REQUIRED TASK - How many lines in the records below contain the string "trim"? Reply with the number alone.

::::

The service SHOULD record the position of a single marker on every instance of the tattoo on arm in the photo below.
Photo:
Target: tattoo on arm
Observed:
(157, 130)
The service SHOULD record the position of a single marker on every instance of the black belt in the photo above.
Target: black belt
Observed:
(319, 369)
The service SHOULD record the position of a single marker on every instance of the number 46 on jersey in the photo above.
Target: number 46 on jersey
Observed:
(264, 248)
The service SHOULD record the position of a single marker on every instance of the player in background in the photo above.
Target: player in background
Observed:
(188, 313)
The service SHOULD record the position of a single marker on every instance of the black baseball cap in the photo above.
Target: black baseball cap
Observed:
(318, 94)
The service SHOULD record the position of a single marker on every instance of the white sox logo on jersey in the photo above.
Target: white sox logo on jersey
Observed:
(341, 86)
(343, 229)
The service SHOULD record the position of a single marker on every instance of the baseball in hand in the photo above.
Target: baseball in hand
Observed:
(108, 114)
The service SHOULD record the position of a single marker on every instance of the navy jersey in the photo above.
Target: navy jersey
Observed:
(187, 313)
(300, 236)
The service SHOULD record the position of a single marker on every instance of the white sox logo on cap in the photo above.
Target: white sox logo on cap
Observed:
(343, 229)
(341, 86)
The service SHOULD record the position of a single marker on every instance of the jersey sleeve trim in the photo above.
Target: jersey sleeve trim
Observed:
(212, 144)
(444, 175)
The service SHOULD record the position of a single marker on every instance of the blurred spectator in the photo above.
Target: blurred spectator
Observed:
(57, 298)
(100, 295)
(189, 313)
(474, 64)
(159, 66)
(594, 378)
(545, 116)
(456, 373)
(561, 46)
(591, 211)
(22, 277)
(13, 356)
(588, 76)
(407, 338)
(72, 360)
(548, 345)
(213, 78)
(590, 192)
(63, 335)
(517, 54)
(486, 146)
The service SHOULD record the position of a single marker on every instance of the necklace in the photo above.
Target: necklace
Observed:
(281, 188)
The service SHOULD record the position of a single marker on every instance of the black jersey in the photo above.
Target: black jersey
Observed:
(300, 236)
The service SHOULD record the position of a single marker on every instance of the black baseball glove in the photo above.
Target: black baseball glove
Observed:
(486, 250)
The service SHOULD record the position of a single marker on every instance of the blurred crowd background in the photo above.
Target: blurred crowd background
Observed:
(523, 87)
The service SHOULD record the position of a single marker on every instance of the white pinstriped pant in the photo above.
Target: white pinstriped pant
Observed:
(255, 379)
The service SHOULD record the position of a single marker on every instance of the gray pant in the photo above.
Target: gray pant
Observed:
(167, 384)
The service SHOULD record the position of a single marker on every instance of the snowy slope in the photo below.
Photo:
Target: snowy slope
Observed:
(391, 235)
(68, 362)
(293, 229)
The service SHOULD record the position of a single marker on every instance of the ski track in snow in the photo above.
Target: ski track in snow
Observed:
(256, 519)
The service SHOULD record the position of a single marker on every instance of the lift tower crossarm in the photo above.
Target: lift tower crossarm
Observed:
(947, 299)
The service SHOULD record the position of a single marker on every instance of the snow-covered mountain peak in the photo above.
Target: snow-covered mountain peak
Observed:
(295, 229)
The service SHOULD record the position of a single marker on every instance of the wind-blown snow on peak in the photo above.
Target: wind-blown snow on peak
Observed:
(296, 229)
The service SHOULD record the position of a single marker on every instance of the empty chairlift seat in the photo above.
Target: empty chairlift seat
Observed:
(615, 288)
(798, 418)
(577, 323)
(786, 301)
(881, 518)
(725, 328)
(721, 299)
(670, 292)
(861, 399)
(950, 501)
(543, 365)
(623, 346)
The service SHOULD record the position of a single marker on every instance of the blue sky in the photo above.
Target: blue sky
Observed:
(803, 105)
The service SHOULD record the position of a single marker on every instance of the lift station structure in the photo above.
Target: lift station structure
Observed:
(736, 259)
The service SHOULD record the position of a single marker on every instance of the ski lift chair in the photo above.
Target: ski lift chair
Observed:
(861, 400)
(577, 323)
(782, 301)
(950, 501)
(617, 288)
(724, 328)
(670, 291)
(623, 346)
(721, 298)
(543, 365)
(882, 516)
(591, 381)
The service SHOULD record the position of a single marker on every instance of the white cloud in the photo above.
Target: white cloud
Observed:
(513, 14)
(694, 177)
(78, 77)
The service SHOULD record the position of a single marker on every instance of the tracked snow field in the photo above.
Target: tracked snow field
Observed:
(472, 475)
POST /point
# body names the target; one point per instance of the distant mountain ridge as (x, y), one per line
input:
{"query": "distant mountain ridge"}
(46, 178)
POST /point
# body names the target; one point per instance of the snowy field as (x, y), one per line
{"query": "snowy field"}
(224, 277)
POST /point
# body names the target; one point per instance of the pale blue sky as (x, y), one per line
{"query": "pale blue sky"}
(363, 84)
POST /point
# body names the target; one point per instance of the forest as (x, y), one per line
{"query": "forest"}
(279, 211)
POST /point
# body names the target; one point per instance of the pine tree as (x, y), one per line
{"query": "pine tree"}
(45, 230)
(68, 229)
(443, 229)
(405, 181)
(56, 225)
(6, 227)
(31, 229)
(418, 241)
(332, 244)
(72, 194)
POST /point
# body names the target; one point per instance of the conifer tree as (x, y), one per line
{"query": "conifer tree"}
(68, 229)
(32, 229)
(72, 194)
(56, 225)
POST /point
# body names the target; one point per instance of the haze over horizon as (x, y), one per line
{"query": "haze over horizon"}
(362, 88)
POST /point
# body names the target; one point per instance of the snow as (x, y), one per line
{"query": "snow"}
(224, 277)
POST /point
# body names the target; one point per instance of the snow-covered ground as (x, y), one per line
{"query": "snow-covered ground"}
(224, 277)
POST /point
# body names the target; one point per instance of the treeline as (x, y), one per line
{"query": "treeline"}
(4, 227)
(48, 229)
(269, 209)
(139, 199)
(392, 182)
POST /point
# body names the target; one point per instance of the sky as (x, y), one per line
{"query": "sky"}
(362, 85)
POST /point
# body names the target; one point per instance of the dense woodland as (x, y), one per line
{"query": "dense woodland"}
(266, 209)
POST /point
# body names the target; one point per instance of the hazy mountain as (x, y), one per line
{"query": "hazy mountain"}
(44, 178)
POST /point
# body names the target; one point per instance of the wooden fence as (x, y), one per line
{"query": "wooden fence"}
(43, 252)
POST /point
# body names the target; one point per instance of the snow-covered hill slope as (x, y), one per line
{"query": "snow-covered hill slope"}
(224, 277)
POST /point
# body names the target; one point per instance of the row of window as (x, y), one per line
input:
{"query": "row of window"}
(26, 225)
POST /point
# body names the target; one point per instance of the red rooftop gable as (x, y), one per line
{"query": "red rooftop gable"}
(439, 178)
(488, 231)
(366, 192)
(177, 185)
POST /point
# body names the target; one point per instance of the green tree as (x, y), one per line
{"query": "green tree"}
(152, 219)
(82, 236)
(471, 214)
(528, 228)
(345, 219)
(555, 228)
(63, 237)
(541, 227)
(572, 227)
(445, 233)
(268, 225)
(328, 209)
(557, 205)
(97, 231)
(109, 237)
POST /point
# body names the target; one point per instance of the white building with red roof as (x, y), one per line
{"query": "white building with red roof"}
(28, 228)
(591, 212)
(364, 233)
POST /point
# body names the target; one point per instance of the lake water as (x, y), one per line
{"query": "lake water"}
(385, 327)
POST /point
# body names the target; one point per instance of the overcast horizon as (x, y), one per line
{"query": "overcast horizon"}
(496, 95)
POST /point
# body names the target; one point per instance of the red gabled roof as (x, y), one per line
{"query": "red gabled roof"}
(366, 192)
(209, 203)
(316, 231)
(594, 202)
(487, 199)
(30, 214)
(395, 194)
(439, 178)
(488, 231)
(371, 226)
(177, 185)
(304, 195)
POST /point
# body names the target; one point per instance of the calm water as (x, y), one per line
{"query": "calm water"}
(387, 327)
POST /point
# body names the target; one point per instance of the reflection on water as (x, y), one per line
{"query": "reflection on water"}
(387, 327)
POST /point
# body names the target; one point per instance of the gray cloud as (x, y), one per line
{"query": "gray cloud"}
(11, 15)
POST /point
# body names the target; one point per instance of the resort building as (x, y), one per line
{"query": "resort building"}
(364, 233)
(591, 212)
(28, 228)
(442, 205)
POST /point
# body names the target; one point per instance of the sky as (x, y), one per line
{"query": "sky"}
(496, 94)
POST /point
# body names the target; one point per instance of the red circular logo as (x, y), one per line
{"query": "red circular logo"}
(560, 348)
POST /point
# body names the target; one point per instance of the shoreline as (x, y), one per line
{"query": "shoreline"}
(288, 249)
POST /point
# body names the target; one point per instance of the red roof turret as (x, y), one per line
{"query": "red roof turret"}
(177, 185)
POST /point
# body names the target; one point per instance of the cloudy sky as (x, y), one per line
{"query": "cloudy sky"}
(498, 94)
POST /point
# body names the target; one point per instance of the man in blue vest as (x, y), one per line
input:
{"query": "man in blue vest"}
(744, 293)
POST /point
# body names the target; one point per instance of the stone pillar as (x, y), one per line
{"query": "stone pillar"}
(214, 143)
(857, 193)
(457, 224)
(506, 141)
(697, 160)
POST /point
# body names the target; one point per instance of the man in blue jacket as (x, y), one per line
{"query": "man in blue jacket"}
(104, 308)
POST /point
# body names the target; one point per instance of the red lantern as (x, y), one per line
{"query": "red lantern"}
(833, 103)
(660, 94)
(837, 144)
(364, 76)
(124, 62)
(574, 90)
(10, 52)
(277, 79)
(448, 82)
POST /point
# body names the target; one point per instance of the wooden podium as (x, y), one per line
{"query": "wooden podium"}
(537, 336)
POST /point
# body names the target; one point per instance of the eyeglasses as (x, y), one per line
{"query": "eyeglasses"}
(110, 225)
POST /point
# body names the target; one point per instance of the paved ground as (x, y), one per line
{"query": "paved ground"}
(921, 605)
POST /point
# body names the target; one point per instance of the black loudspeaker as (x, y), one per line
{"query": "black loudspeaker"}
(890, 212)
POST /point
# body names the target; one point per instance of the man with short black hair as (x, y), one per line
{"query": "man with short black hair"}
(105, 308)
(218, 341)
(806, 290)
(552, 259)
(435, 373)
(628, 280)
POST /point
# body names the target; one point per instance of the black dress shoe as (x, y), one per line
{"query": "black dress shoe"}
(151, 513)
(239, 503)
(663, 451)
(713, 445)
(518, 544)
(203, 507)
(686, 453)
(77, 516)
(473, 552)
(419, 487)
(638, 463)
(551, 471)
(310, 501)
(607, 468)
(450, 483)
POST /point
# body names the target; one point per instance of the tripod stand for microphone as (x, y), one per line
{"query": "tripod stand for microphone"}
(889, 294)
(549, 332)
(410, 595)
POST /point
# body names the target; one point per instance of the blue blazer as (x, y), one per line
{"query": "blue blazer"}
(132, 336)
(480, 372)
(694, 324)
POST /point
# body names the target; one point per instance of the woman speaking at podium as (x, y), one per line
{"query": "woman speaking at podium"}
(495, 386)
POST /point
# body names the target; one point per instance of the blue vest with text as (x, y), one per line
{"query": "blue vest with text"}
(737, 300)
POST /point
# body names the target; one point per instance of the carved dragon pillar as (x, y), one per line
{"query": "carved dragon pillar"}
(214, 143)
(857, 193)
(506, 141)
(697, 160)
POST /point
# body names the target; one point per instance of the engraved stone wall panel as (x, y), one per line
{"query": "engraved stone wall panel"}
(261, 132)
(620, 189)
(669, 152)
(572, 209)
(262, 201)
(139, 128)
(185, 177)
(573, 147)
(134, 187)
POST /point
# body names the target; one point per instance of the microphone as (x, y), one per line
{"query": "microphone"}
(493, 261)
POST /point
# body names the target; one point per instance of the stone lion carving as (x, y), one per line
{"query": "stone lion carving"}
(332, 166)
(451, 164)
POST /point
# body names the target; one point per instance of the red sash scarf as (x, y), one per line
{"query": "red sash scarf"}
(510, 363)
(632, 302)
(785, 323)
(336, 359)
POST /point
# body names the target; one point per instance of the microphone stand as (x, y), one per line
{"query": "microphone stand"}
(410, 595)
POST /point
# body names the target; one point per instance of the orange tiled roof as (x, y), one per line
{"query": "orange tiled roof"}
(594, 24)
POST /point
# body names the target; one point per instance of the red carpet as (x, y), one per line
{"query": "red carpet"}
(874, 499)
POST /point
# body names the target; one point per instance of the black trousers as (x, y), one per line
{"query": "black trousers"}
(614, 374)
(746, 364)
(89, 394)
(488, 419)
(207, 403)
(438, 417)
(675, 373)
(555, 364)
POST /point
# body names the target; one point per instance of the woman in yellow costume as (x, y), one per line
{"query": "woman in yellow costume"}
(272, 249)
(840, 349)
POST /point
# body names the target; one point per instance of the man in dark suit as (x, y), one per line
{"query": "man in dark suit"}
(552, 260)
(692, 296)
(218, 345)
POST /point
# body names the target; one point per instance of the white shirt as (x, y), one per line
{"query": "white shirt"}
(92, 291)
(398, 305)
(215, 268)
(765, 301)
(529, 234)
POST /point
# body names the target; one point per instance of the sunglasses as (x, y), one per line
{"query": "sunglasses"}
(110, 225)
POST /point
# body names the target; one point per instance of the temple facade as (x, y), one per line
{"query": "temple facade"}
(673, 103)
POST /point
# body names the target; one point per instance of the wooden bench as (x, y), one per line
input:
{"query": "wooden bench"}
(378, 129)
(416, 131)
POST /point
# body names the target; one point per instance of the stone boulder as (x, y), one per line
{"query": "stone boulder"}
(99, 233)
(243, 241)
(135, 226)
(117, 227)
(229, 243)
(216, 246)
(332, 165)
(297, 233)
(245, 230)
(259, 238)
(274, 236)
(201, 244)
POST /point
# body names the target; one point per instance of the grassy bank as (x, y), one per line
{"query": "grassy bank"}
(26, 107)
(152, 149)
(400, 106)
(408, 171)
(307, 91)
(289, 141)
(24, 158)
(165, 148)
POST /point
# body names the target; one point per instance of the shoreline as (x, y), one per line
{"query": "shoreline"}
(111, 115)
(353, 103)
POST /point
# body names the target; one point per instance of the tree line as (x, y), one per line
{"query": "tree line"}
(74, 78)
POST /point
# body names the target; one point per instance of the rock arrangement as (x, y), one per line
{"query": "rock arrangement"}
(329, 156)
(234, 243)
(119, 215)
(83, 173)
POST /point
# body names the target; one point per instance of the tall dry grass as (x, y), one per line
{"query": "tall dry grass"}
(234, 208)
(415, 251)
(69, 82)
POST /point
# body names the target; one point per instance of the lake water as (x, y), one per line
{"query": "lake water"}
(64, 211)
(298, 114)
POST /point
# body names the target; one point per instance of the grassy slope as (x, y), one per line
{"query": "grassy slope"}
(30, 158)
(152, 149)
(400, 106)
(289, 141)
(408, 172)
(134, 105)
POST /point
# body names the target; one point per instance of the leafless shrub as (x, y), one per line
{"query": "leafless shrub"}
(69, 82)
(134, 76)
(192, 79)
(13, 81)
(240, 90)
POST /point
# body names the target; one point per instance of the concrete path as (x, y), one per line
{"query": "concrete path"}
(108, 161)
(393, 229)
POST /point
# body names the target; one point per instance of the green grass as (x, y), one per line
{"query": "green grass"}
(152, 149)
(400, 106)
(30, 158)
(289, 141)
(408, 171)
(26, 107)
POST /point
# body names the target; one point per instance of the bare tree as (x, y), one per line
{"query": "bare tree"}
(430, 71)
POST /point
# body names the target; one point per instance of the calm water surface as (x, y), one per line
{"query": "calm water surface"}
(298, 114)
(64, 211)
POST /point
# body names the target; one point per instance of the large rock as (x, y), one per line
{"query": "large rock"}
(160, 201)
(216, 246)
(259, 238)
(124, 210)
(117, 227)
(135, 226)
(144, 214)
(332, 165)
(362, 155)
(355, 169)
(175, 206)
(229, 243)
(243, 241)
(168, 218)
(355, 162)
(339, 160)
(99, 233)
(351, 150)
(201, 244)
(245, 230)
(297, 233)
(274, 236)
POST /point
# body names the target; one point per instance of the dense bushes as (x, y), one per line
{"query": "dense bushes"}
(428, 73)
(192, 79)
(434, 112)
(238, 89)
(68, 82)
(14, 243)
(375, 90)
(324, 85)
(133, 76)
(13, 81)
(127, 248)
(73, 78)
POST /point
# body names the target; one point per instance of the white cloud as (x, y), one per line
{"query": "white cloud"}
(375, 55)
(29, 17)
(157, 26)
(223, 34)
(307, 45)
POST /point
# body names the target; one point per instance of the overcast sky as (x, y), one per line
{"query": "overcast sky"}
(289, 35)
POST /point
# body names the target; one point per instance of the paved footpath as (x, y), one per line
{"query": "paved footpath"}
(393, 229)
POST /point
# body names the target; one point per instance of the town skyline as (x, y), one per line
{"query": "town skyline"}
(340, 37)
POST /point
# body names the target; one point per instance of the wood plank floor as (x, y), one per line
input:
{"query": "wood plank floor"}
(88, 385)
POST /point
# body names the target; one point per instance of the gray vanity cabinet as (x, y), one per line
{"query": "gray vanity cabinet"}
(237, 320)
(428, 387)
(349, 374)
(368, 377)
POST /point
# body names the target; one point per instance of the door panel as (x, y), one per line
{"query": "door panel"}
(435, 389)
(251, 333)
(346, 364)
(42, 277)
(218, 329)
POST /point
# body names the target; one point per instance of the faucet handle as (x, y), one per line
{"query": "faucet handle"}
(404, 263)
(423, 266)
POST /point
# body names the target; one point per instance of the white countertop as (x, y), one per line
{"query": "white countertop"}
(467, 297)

::::

TASK SOLUTION - 2